§ Work order
In the article on Texas's voter ID law below, recast the paragraph beginning "Approved forms of valid photo IDs" as a bulleted list that keeps its main facts.

§ Document excerpt
━━━━━━━━━━
Texas’ strict new voter ID law is being put to its first widespread test. Signs of trouble emerged as early voting for the Nov. 5 elections began Monday.
Under the controversial new legislation, which supporters claim prevents fraud, all voters must supply an approved form of photo identification that exactly matches the name on their voter registration cards.
The U.S. Department of Justice slapped Texas with a lawsuit over this issue in August, arguing the law disenfranchises minority voters. But it could hit women particularly hard, especially those who use their maiden names or hyphenated names.
Sonia Gill, counsel for the Lawyers’ Committee for Civil Rights Under Law, warned many voters might be in for an unpleasant surprise on Election Day. “Women in particular are going to have a difficult time because they are more likely to have changed their names and, as a result, the name on their photo ID may not match up to the name listed on their voter registration.”
Approved forms of valid photo IDs include a Texas driver’s license, a Texas personal ID card, a Texas concealed handgun license, a U.S. military ID card, a U.S. citizenship certificate, or a U.S. passport. The state also started issuing new “Texas Election Identification Certificates” geared toward the estimated 1.4 million eligible voters who are currently missing photo IDs.
But according to the Dallas Morning News, as of last week, only 41 residents received one of these new certificates. Statewide.
Adding to the list of hurdles, if variations in names exist, Texans need to show original documents or certified copies of their name change, via a marriage license, divorce decree or court ordered change. No photocopies are allowed. The state had been charging at least $20 to get a new version of these documents. But Texas Secretary of State John Steen’s office announced these “Election Identification Certificates are available free of charge to qualified voters who do not already have an approved form of photo ID.”
A 2006 survey by the Brennan Center for Justice at NYU School of Law disclosed that 34% of women voters do not have an acceptable ID that reflects their current legal name.
“I couldn’t tell you where my original marriage license was if my right to a representative democracy depended on it,” said Jessica McIntosh, communications director for Emily’s List, a group that helps elect pro-choice Democratic women.
There have already been reports of women encountering voting problems–including difficulties suffered by a local judge well-versed in law who tried to vote at her own courthouse.
“I presented myself and with my voter registration and I was aware of the new voter law and so I also presented my Texas driver’s license which is valid and unsuspended,” 117th District Court Judge Sandra Watts told MSNBC’s Lawrence O’Donnell. “I was then advised that the names had to be identical. And I said that was ridiculous, that I had been voting for 49 years and that the law required me to present a voter I.D.”
She ran into issues because her maiden name is printed as her middle name on her driver’s license. But her voter registration card lists the middle name given to her at birth. Watts was able to vote after signing an affidavit attesting that she is who she says she is. After the incident, she also took a closer look at the fine print.
“There’s some interesting language in the law. I’ve never seen it before,” said Watts. “I have a constitutional right to vote. And that constitutional right now says I offer myself to vote and an election official is going to determine whether I am accepted to vote.”
━━━━━━━━━━
§ Given data
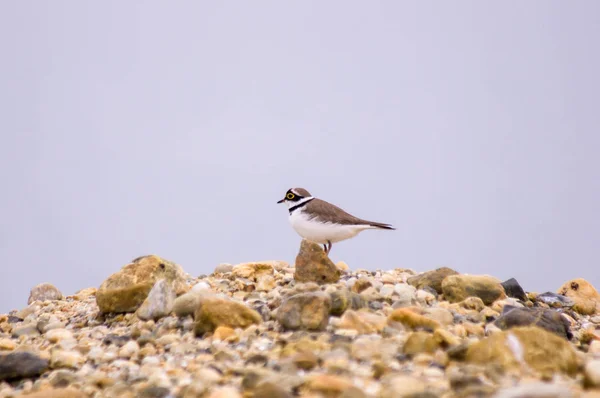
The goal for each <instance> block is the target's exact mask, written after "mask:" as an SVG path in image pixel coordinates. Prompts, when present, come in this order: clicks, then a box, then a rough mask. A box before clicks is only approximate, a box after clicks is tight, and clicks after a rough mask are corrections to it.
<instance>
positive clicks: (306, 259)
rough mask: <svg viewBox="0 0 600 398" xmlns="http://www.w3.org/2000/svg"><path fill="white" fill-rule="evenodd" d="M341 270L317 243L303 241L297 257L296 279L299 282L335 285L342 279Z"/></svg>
mask: <svg viewBox="0 0 600 398" xmlns="http://www.w3.org/2000/svg"><path fill="white" fill-rule="evenodd" d="M340 274H341V272H340V270H339V269H338V267H336V266H335V264H334V263H333V262H332V261H331V260H330V259H329V257H327V254H326V253H325V251H324V250H323V248H322V247H321V246H320V245H318V244H317V243H314V242H311V241H308V240H306V239H303V240H302V243H301V244H300V252H299V253H298V255H297V256H296V269H295V272H294V279H295V280H296V281H298V282H316V283H318V284H325V283H335V282H337V281H338V280H339V279H340Z"/></svg>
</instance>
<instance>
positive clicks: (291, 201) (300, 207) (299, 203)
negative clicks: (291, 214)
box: [285, 196, 314, 210]
mask: <svg viewBox="0 0 600 398" xmlns="http://www.w3.org/2000/svg"><path fill="white" fill-rule="evenodd" d="M313 199H314V198H313V197H312V196H307V197H305V198H302V199H300V200H298V201H296V202H293V201H291V200H286V201H285V204H286V205H287V207H288V210H289V209H291V208H292V207H294V206H298V205H301V204H303V203H306V202H309V201H311V200H313ZM301 208H302V207H300V209H301ZM298 210H299V209H298Z"/></svg>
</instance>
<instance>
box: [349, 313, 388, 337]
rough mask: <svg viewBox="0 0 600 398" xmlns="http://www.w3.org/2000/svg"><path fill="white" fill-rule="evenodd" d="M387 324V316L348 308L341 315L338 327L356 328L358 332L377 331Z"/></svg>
mask: <svg viewBox="0 0 600 398" xmlns="http://www.w3.org/2000/svg"><path fill="white" fill-rule="evenodd" d="M386 325H387V318H386V317H384V316H382V315H377V314H373V313H371V312H368V311H352V310H348V311H346V312H345V313H344V315H343V316H342V319H341V320H340V323H339V325H338V328H340V329H350V330H356V331H357V332H358V333H359V334H370V333H379V332H381V331H382V330H383V328H385V327H386Z"/></svg>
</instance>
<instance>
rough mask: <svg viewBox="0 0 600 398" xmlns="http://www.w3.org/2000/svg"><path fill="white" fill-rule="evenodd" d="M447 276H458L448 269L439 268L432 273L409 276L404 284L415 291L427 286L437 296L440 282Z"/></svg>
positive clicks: (457, 274) (442, 267) (452, 271)
mask: <svg viewBox="0 0 600 398" xmlns="http://www.w3.org/2000/svg"><path fill="white" fill-rule="evenodd" d="M449 275H458V272H456V271H454V270H453V269H451V268H448V267H441V268H438V269H435V270H433V271H427V272H424V273H422V274H419V275H415V276H411V277H410V278H408V280H407V281H406V282H407V283H408V284H409V285H412V286H414V287H416V288H417V289H423V288H425V287H427V286H429V287H430V288H432V289H434V290H435V291H436V292H438V294H441V293H442V281H443V280H444V278H446V277H447V276H449Z"/></svg>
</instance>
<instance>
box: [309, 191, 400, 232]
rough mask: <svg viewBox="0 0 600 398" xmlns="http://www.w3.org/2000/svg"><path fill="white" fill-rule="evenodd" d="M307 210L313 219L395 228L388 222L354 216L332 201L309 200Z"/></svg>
mask: <svg viewBox="0 0 600 398" xmlns="http://www.w3.org/2000/svg"><path fill="white" fill-rule="evenodd" d="M306 210H307V211H308V212H309V214H311V215H312V216H311V218H312V219H316V220H318V221H321V222H331V223H337V224H343V225H370V226H373V227H377V228H383V229H394V228H392V227H391V226H390V225H388V224H383V223H379V222H374V221H367V220H363V219H361V218H358V217H354V216H353V215H352V214H349V213H347V212H346V211H344V210H343V209H340V208H339V207H337V206H336V205H332V204H331V203H328V202H325V201H324V200H321V199H317V198H315V199H313V200H311V201H310V202H308V204H307V205H306Z"/></svg>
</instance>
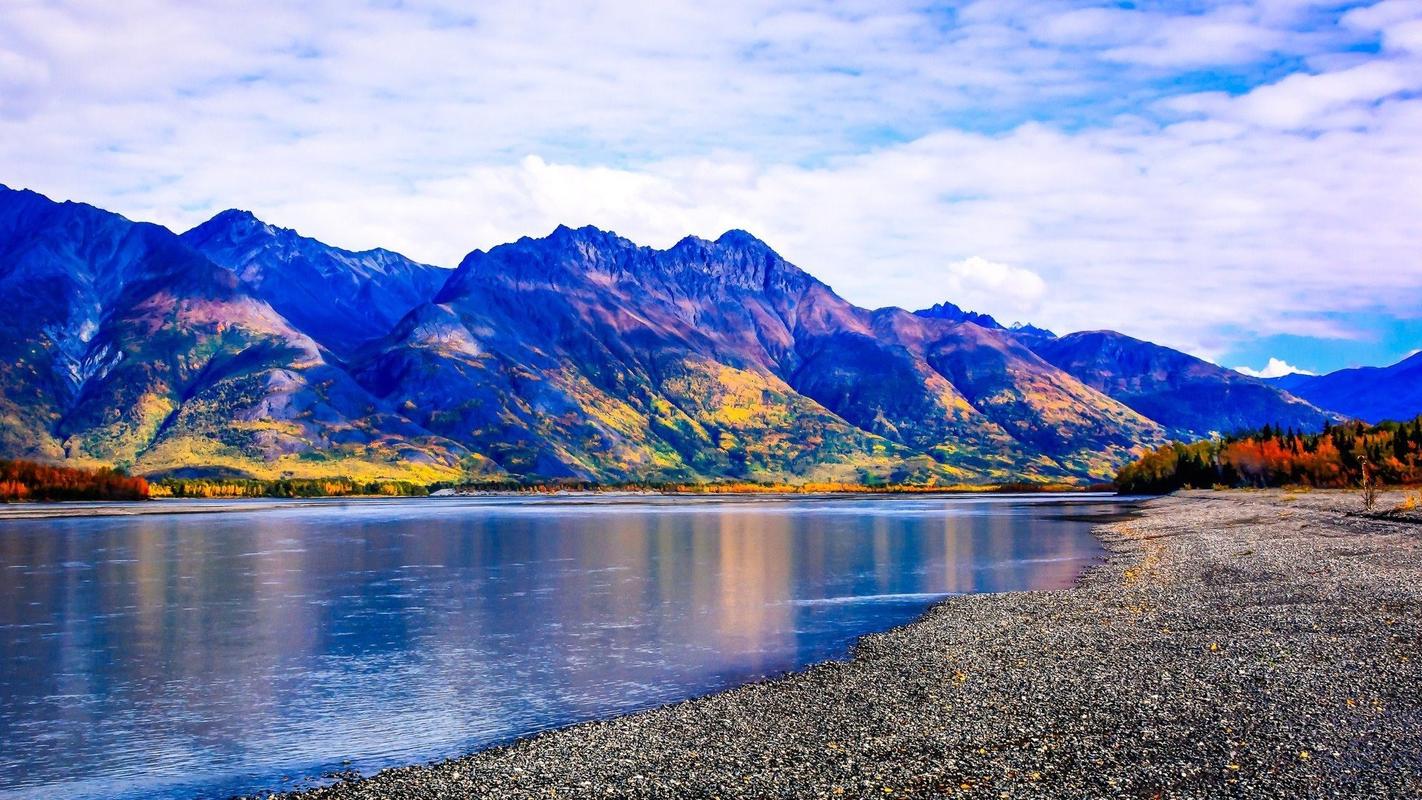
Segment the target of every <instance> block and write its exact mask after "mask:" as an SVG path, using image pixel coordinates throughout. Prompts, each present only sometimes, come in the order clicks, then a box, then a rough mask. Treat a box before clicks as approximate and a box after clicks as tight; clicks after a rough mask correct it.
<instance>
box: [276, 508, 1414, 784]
mask: <svg viewBox="0 0 1422 800" xmlns="http://www.w3.org/2000/svg"><path fill="white" fill-rule="evenodd" d="M1398 500H1401V496H1384V497H1382V502H1381V506H1379V507H1391V506H1392V504H1394V503H1396V502H1398ZM1359 507H1361V502H1359V499H1358V497H1357V494H1351V493H1322V492H1315V493H1298V494H1291V493H1284V492H1199V493H1186V494H1179V496H1172V497H1162V499H1156V500H1149V502H1146V503H1145V504H1143V513H1142V514H1140V516H1139V517H1135V519H1126V520H1121V521H1113V523H1111V524H1108V526H1103V527H1101V529H1099V530H1098V533H1099V536H1101V539H1102V541H1105V544H1106V548H1108V550H1109V551H1111V554H1112V556H1111V558H1109V560H1108V563H1106V564H1103V566H1101V567H1098V568H1094V570H1091V571H1089V573H1088V574H1086V575H1084V577H1082V580H1081V583H1079V585H1078V587H1076V588H1072V590H1065V591H1039V593H1014V594H984V595H970V597H960V598H954V600H950V601H947V602H943V604H941V605H937V607H936V608H933V610H931V611H929V612H927V614H926V615H924V617H923V618H921V620H920V621H917V622H914V624H912V625H906V627H903V628H899V629H894V631H889V632H884V634H877V635H872V637H867V638H865V639H863V641H862V642H860V644H859V647H857V648H856V651H855V654H853V658H852V659H849V661H846V662H833V664H823V665H819V666H813V668H809V669H806V671H802V672H798V674H793V675H789V676H786V678H781V679H776V681H769V682H764V683H755V685H751V686H744V688H739V689H734V691H728V692H722V693H718V695H711V696H707V698H701V699H695V701H688V702H684V703H678V705H673V706H665V708H660V709H656V710H650V712H644V713H637V715H631V716H623V718H617V719H610V720H606V722H593V723H586V725H579V726H573V728H569V729H563V730H557V732H550V733H545V735H539V736H535V737H530V739H525V740H522V742H518V743H513V745H510V746H506V747H499V749H493V750H485V752H481V753H475V755H472V756H466V757H461V759H454V760H449V762H442V763H438V764H429V766H412V767H401V769H392V770H387V772H383V773H380V774H375V776H373V777H368V779H360V780H350V782H343V783H337V784H334V786H327V787H321V789H314V790H307V791H304V793H296V794H287V796H286V797H289V799H296V797H300V799H304V800H317V799H323V800H324V799H331V800H334V799H371V800H374V799H383V800H400V799H412V797H422V799H424V797H428V799H434V797H550V796H559V797H589V796H603V797H606V796H616V797H840V796H842V797H946V796H953V797H956V796H963V797H1115V796H1125V797H1322V796H1330V797H1334V796H1337V797H1419V796H1422V526H1419V524H1416V523H1415V521H1409V520H1405V519H1404V520H1386V519H1376V517H1365V516H1362V514H1359V513H1357V512H1358V510H1359Z"/></svg>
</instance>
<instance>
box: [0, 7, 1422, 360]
mask: <svg viewBox="0 0 1422 800" xmlns="http://www.w3.org/2000/svg"><path fill="white" fill-rule="evenodd" d="M1419 92H1422V4H1419V3H1415V1H1405V0H1386V1H1384V3H1376V4H1362V6H1337V4H1327V3H1305V1H1288V0H1270V1H1263V3H1250V4H1243V3H1217V4H1216V3H1206V4H1204V6H1199V4H1190V6H1187V7H1186V6H1182V7H1172V6H1170V4H1149V6H1143V7H1142V9H1121V7H1105V6H1095V4H1076V3H1057V1H1045V0H1012V1H994V3H981V4H977V3H967V4H953V6H941V7H940V6H924V4H920V3H853V1H852V3H835V4H829V3H815V1H811V3H778V1H768V3H739V1H731V3H725V4H717V6H715V7H711V6H707V4H698V3H690V1H687V3H678V1H668V3H657V4H653V6H650V7H648V6H646V4H637V3H630V1H603V3H587V4H577V6H573V4H566V3H556V4H555V3H550V4H542V3H502V1H491V3H482V4H479V6H478V7H476V10H474V11H469V10H468V9H466V6H465V4H459V3H438V1H414V3H402V4H387V3H370V4H360V3H334V1H331V3H313V4H304V6H301V7H300V9H296V7H293V6H289V4H279V3H216V4H203V6H202V7H196V6H195V4H178V3H164V1H155V0H149V1H135V3H124V4H111V3H94V1H61V3H40V1H27V0H18V1H14V0H11V3H7V9H6V23H4V24H3V26H0V180H3V182H6V183H9V185H14V186H28V188H34V189H37V190H41V192H46V193H50V195H54V196H60V198H73V199H82V200H90V202H95V203H100V205H104V206H107V207H112V209H115V210H121V212H124V213H127V215H129V216H134V217H139V219H152V220H155V222H161V223H165V225H169V226H172V227H179V229H182V227H186V226H191V225H195V223H196V222H201V220H202V219H205V217H206V216H209V215H210V213H213V212H216V210H220V209H223V207H229V206H240V207H247V209H252V210H255V212H256V213H259V215H260V216H263V217H266V219H269V220H270V222H276V223H279V225H286V226H290V227H296V229H299V230H301V232H303V233H307V234H311V236H317V237H320V239H324V240H328V242H331V243H337V244H343V246H348V247H370V246H377V244H380V246H388V247H392V249H397V250H401V252H405V253H407V254H410V256H412V257H417V259H421V260H425V261H431V263H439V264H454V263H456V261H458V260H459V259H461V257H462V256H464V253H465V252H468V250H469V249H474V247H488V246H492V244H496V243H501V242H506V240H510V239H515V237H518V236H523V234H543V233H546V232H549V230H550V229H552V227H553V226H556V225H559V223H567V225H597V226H600V227H607V229H613V230H617V232H620V233H623V234H624V236H629V237H631V239H634V240H637V242H641V243H646V244H654V246H665V244H670V243H673V242H675V240H677V239H680V237H681V236H684V234H688V233H695V234H701V236H715V234H718V233H721V232H722V230H725V229H729V227H744V229H747V230H751V232H752V233H755V234H758V236H761V237H762V239H765V240H766V242H769V243H771V244H772V246H775V247H776V249H778V250H781V252H782V254H785V256H786V257H788V259H791V260H792V261H795V263H798V264H801V266H803V267H805V269H808V270H811V271H812V273H815V274H816V276H819V277H822V279H823V280H826V281H828V283H830V284H832V286H835V287H836V288H838V290H839V291H840V293H842V294H845V296H846V297H848V298H850V300H853V301H856V303H860V304H865V306H886V304H896V306H906V307H921V306H927V304H930V303H933V301H937V300H951V301H956V303H958V304H961V306H966V307H971V308H974V310H980V311H987V313H991V314H997V315H1000V317H1004V318H1007V320H1012V318H1031V321H1034V323H1038V324H1042V325H1047V327H1052V328H1057V330H1076V328H1095V327H1113V328H1118V330H1123V331H1126V333H1130V334H1133V335H1139V337H1145V338H1150V340H1155V341H1160V342H1163V344H1169V345H1173V347H1182V348H1186V350H1190V351H1193V352H1197V354H1200V355H1206V357H1210V358H1214V360H1220V358H1224V357H1230V360H1231V361H1233V362H1239V361H1246V360H1254V362H1258V360H1263V354H1258V352H1253V351H1247V345H1249V342H1251V341H1260V340H1267V338H1270V337H1301V341H1310V340H1320V341H1321V340H1349V338H1352V340H1362V338H1367V337H1368V335H1372V334H1371V333H1369V330H1365V328H1364V327H1359V325H1358V324H1357V320H1358V318H1368V320H1378V321H1381V323H1379V324H1382V325H1386V324H1392V321H1399V320H1412V318H1415V317H1416V308H1419V307H1422V304H1419V303H1418V300H1419V294H1422V226H1419V225H1418V222H1419V220H1422V98H1419ZM1283 355H1284V357H1285V358H1290V360H1294V361H1297V360H1298V358H1300V355H1298V354H1295V352H1284V354H1283ZM1304 355H1307V352H1305V354H1304ZM1389 355H1392V354H1388V352H1381V351H1379V352H1378V360H1379V361H1382V360H1386V358H1388V357H1389ZM1236 360H1237V361H1236ZM1321 365H1322V364H1317V362H1305V364H1304V367H1311V368H1318V367H1321Z"/></svg>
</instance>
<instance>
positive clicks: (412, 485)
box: [152, 477, 429, 497]
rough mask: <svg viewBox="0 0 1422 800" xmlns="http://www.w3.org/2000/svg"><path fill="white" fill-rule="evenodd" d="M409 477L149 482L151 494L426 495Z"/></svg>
mask: <svg viewBox="0 0 1422 800" xmlns="http://www.w3.org/2000/svg"><path fill="white" fill-rule="evenodd" d="M428 493H429V490H428V487H427V486H425V485H422V483H412V482H410V480H355V479H351V477H282V479H276V480H260V479H252V477H229V479H223V477H168V479H162V480H159V482H156V483H154V485H152V496H154V497H350V496H357V494H378V496H385V497H410V496H421V494H428Z"/></svg>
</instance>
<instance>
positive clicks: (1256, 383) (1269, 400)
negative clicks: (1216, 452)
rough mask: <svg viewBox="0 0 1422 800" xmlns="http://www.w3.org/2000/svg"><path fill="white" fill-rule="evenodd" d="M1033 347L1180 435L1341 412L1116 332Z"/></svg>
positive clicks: (1306, 421) (1064, 340) (1043, 353)
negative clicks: (1336, 412)
mask: <svg viewBox="0 0 1422 800" xmlns="http://www.w3.org/2000/svg"><path fill="white" fill-rule="evenodd" d="M1032 350H1035V351H1037V352H1038V354H1039V355H1041V357H1042V358H1045V360H1047V361H1049V362H1052V364H1054V365H1057V367H1058V368H1061V369H1065V371H1067V372H1069V374H1071V375H1075V377H1076V378H1078V379H1079V381H1082V382H1084V384H1086V385H1088V387H1092V388H1094V389H1098V391H1101V392H1105V394H1106V395H1109V396H1112V398H1115V399H1118V401H1121V402H1123V404H1126V405H1128V406H1130V408H1133V409H1135V411H1138V412H1140V413H1143V415H1145V416H1149V418H1150V419H1155V421H1156V422H1159V423H1160V425H1163V426H1165V428H1166V429H1167V431H1169V433H1170V435H1172V436H1176V438H1182V439H1193V438H1200V436H1209V435H1213V433H1234V432H1240V431H1253V429H1257V428H1261V426H1264V425H1266V423H1267V425H1274V426H1281V428H1294V429H1298V431H1317V429H1320V428H1322V425H1324V422H1327V421H1334V419H1338V415H1335V413H1328V412H1327V411H1322V409H1321V408H1317V404H1314V405H1310V404H1308V402H1305V401H1304V399H1300V398H1297V396H1293V395H1291V394H1288V392H1287V391H1284V389H1281V388H1280V387H1274V385H1270V384H1267V382H1264V381H1258V379H1256V378H1250V377H1246V375H1240V374H1239V372H1234V371H1233V369H1226V368H1223V367H1217V365H1214V364H1210V362H1209V361H1204V360H1200V358H1196V357H1193V355H1187V354H1185V352H1180V351H1177V350H1170V348H1167V347H1160V345H1158V344H1152V342H1148V341H1142V340H1138V338H1132V337H1128V335H1125V334H1118V333H1115V331H1082V333H1075V334H1068V335H1065V337H1061V338H1051V340H1041V341H1037V342H1035V344H1032Z"/></svg>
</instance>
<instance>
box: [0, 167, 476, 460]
mask: <svg viewBox="0 0 1422 800" xmlns="http://www.w3.org/2000/svg"><path fill="white" fill-rule="evenodd" d="M0 298H3V300H4V304H6V307H7V308H11V310H13V311H11V313H10V314H6V315H4V318H3V320H0V338H3V344H0V358H3V367H0V387H3V396H4V406H3V408H0V411H3V413H0V446H3V448H4V453H6V455H24V456H33V458H44V459H51V460H57V459H67V460H74V462H80V463H109V465H122V466H131V467H134V469H138V470H144V472H162V470H171V469H186V467H192V466H203V467H223V469H228V470H232V472H237V473H252V475H263V476H276V475H280V473H283V472H300V473H304V475H338V473H358V475H365V476H400V475H411V476H422V477H432V476H439V475H445V476H449V475H455V473H458V463H459V459H461V458H464V456H466V455H468V453H466V452H465V450H464V449H462V448H458V446H456V445H454V443H451V442H445V440H441V439H438V438H435V436H431V435H429V433H428V432H427V431H422V429H419V428H418V426H415V425H412V423H410V422H408V421H405V419H402V418H400V416H398V415H395V413H391V412H390V411H388V409H385V408H384V406H383V405H381V404H378V402H377V401H375V399H374V398H373V396H371V395H370V394H368V392H367V391H365V389H363V388H361V387H360V385H358V384H355V382H354V381H353V379H351V378H350V377H348V375H347V374H346V372H344V371H341V369H338V368H337V367H333V365H331V364H330V362H328V361H327V358H326V354H324V351H323V350H321V348H320V347H319V345H317V344H316V342H314V341H313V340H311V338H310V337H307V335H304V334H301V333H300V331H297V330H296V328H293V327H292V325H290V324H289V323H287V321H286V320H284V318H283V317H282V315H280V314H277V313H276V311H274V310H273V308H272V307H270V306H269V304H266V303H264V301H262V300H259V298H256V297H253V296H252V294H250V293H249V291H247V290H246V287H245V286H243V284H242V281H240V280H237V277H236V276H235V274H233V273H232V271H230V270H226V269H222V267H219V266H218V264H213V263H212V261H209V260H208V259H205V257H203V256H202V254H199V253H196V252H195V250H192V249H191V247H188V246H186V244H183V242H182V240H181V239H178V236H175V234H173V233H172V232H169V230H166V229H164V227H159V226H154V225H146V223H134V222H129V220H127V219H124V217H121V216H118V215H112V213H109V212H102V210H100V209H95V207H92V206H85V205H80V203H55V202H53V200H48V199H47V198H43V196H40V195H36V193H33V192H14V190H10V189H0Z"/></svg>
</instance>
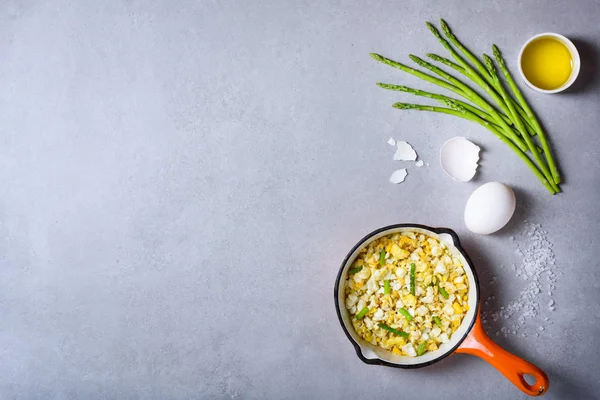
━━━━━━━━━━
§ Worked solution
- Approved photo IDs:
  - Texas driver's license
  - Texas personal ID card
  - Texas concealed handgun license
  - U.S. military ID card
  - U.S. citizenship certificate
  - U.S. passport
- The state also began issuing new "Texas Election Identification Certificates."
- These certificates target the estimated 1.4 million eligible voters who currently lack photo IDs.